# Distant HD channels



## wcswett (Jan 7, 2003)

I'm kinda dreading this call to Dish, but I have LA analog distants and now that the digital distants are up I want to get them as soon as I have an MPEG4 receiver. I just know I'm going to spend a prolonged period on hold only to be told that the computer won't let them do it. Oh well... all in the name of science...

--- WCS


----------



## khearrean (Mar 24, 2004)

wcswett said:


> I'm kinda dreading this call to Dish, but I have LA analog distants and now that the digital distants are up I want to get them as soon as I have an MPEG4 receiver. I just know I'm going to spend a prolonged period on hold only to be told that the computer won't let them do it. Oh well... all in the name of science...
> 
> --- WCS


Good luck on that !!! I inquired last week and was told distant HD's would not be available; you would have to live in the area where the HD station is being broadcast. I'll be curious to hear if they give you a different answer...

Ken


----------



## garys (Nov 4, 2005)

--------------------

▶ BRIEF 1
Print the stretch of the listing from the line containing "Find the white countertop;" through the listing's final line, with both ends included.
▶ BRIEF 2
Write what comes next in the forum thread on distant HD channels, picking up after its last line.
The forum thread and the listing come from separate sources.

▶ Stored data entries
--------------------

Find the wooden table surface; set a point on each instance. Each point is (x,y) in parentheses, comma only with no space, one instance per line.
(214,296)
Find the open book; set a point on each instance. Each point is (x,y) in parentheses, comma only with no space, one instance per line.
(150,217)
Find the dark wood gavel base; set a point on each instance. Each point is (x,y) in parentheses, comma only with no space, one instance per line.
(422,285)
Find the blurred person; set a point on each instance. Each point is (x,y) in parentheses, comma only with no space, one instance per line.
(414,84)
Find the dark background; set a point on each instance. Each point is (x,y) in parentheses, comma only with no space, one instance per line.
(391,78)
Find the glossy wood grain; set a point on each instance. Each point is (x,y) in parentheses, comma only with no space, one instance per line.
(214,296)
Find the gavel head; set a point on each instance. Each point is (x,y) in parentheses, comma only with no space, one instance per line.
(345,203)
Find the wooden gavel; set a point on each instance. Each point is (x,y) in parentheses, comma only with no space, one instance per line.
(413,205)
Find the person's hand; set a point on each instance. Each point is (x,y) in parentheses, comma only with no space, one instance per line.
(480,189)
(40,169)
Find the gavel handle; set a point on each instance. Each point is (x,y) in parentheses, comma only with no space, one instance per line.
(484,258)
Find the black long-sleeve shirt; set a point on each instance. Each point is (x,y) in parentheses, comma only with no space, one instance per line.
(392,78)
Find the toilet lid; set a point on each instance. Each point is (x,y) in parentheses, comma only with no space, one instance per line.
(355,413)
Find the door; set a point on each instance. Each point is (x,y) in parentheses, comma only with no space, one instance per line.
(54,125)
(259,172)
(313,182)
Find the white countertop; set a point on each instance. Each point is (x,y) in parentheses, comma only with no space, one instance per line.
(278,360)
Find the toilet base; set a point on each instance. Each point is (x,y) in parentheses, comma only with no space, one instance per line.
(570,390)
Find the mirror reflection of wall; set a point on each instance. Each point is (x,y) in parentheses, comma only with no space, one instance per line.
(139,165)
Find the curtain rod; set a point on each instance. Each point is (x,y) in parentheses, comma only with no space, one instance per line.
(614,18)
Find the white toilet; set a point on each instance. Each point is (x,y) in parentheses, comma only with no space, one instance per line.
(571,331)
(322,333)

--------------------

▶ RESULT 1
Find the white countertop; set a point on each instance. Each point is (x,y) in parentheses, comma only with no space, one instance per line.
(278,360)
Find the toilet base; set a point on each instance. Each point is (x,y) in parentheses, comma only with no space, one instance per line.
(570,390)
Find the mirror reflection of wall; set a point on each instance. Each point is (x,y) in parentheses, comma only with no space, one instance per line.
(139,165)
Find the curtain rod; set a point on each instance. Each point is (x,y) in parentheses, comma only with no space, one instance per line.
(614,18)
Find the white toilet; set a point on each instance. Each point is (x,y) in parentheses, comma only with no space, one instance per line.
(571,331)
(322,333)

▶ RESULT 2
If you use the 'Local Channel' address qualifer on the Dishnetwork website, they now list any local HD channels you will get. Also the channels should appear as soon as you activate your mpeg 4 receiver (providing of course that they are up and you are looking at the correct obital location.)


----------



## ckinninger (Jul 23, 2005)

garys said:


> If you use the 'Local Channel' address qualifer on the Dishnetwork website, they now list any local HD channels you will get. Also the channels should appear as soon as you activate your mpeg 4 receiver (providing of course that they are up and you are looking at the correct obital location.)


hello, i put in a distant network address (all available in sd) and no word on that page about hd. if you put in an la address and click to see what channels are included then they do show hd in that long list. i don't see why you can't get the hd dns if you have the sd. i hope they get it straight. ck


----------



## cohagen (Oct 27, 2005)

Hello,

I've read the announcement of Dish offering locals in HD. I am currently getting distant locals from New York. Would I be able to get my distant locals in HD now?

Are these new distant locals in mpeg-4 or mpeg-2?


----------



## Link (Feb 2, 2004)

cohagen said:


> Hello,
> 
> I've read the announcement of Dish offering locals in HD. I am currently getting distant locals from New York. Would I be able to get my distant locals in HD now?
> 
> Are these new distant locals in mpeg-4 or mpeg-2?


They are in MPEG-4 and require a dish at 61.5 to receive them.


----------



## BFG (Jan 23, 2004)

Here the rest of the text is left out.